§ Requirement 1
Give the number of lines in the entries below that contain the word "water". Reply with the number alone.

-- Quoted text start --

Considering the optimum angle of the solar collector α = 30° and the height of the drying chamber h = 1.40 m, We increase the height of the chimney for two values of H (0.8 m and 1.5 m) for a fixed base B = 0.40 m in order to find one that will best optimize the performance of the dryer. As shown in Figure 9a, at the collector, the temperature evolves gradually and reaches at exit a value of 140 °C. In the drying chamber, the temperature is between 80 °C and 117 °C. This temperature is very high for the drying of food products. At such temperatures, the products to dry will risk to burning. At the chimney, it varies between 80 °C to 140 °C. These values can be justified that the height of the chimney is not sufficient enough to allow for better extraction. While in Figure 9b, in the collector, there is a gradual evolution of the temperature reaching at its output a value of 100 °C. In the drying chamber, the temperature distribution is quite as satisfactory and is between 56 °C and 64 °C. This temperature range is recommended for drying of various agricultural products. At the chimney, it varies gradually from 82 °C to 124 °C.

The following Figure 10 highlights the velocity fields in both configurations. Bad velocity distribution is observed in Figure 10a. Very low velocity is noted throughout the dryer, they vary between 0.3 and 0.6 m/s at the walls of the drying chamber. While on the Figure 10b we observe a good velocity distribution of air drying in the drying chamber. For the inlet air velocity equal to 0.05 m/s, we obtain an average velocity in the dryer equal to 1.01 m/s. So we can keep this last configuration as that allowing achieving good efficiency of the dryer.

Thus, by acting on the three principal parts of the starting dryer, we are succeeded in finding the dryer topology to achieve best drying performance. In addition, while keeping the same simulation conditions, another study on this configuration allows us, by acting on the input and output of the drying chamber, for a height of the drying chamber h = 1.25 m to find a second configuration as well to solve drying problems, this time for lower temperatures (Figure 11). The drying temperature range of food products is generally between 30 °C and 80 °C ^{ 16}, the second configuration that we propose is in this temperature range with good drying velocity.

Figure 11 shows the final configuration temperature range studied this time with h = 1.25 m. The temperature in this dryer is between 53 and 56.7 °C. It evolves gradually and becomes almost constant at around 55 °C inside the drying chamber.

Figure 12 shows the velocity field for this last configuration. The velocity distribution in this figure is quite as satisfactory as the previous one. This varies between 0.5 and 0.9 m/s.

In the end, we get two topological dryer configurations which can help to optimize the drying of food products. We present as a summary the results of the two selected configurations (Figure 13).

-- Quoted text end --
-- Items start --

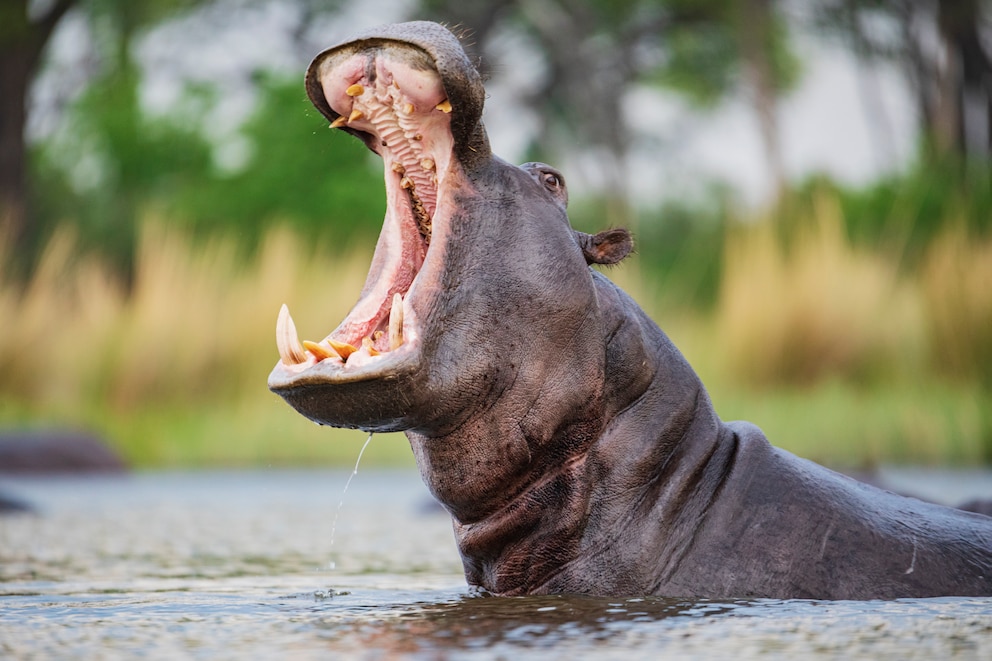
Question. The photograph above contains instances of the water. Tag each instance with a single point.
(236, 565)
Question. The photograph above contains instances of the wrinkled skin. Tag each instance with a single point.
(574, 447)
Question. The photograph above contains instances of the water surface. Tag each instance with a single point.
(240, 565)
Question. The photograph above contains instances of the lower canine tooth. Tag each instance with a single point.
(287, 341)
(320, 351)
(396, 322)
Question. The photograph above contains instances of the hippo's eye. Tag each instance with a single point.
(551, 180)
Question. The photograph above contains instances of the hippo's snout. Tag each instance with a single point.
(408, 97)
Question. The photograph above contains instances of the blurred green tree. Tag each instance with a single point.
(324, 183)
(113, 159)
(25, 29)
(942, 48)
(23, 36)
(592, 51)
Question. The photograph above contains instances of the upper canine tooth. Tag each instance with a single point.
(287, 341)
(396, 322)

-- Items end --
-- Items start --

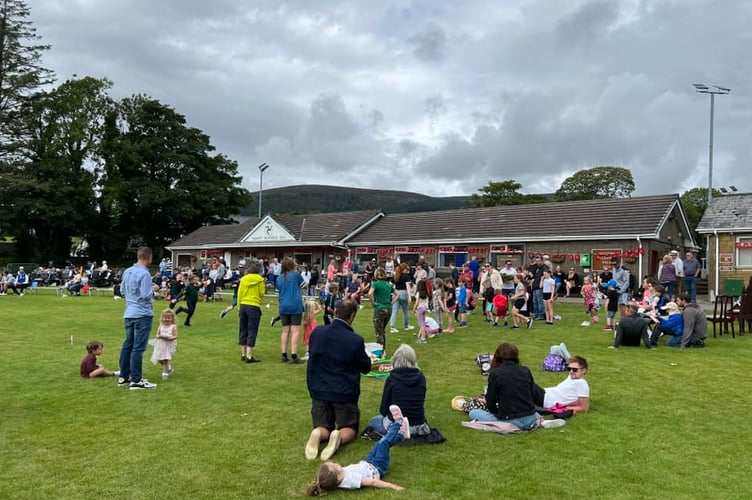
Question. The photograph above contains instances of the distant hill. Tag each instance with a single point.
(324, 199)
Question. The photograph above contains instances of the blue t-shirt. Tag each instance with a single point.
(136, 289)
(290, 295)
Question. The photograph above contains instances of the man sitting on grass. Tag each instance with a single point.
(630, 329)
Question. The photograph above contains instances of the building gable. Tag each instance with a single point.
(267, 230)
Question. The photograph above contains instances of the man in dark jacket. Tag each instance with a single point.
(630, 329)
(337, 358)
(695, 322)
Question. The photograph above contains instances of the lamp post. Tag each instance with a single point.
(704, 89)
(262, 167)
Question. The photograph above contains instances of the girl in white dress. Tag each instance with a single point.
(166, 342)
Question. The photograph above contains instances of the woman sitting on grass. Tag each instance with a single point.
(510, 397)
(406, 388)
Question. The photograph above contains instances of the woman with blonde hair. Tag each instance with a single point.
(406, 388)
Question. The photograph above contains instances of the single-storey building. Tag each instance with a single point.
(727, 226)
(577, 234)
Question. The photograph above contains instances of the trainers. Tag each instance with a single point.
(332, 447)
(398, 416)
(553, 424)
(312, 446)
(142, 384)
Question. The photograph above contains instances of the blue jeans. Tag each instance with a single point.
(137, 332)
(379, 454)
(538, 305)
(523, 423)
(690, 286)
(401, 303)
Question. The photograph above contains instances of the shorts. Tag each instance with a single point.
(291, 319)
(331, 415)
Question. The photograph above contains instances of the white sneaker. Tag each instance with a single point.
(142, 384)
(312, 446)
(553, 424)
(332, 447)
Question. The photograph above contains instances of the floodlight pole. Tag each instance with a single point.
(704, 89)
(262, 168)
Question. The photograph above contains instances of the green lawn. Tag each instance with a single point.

-- Items end --

§ Requirement 2
Continue the passage on solar dryer configurations from the point where it stops.

§ Written reply 1
2

§ Written reply 2
These configurations as shown in these figures, allow us to obtain good drying parameters such as air velocity and temperature. Thus, we obtain for an air velocity in entry of the dryer of 0.05 m/s in natural convection and an ambient temperature of 27 °C, the following values:

For the configuration of Figure 13a, a drying air velocity is between 0.3 and 1.3 m/s at the center of the dryer, a drying temperature between 56 and 64°C. A drying air velocity between 0.5 and 0.9 m/s at the center of the dryer and a drying temperature between 53 and 56.7°C for the configuration of Figure 13b. These intervals of temperatures are recommended for the drying of several food-products ^{ 1}.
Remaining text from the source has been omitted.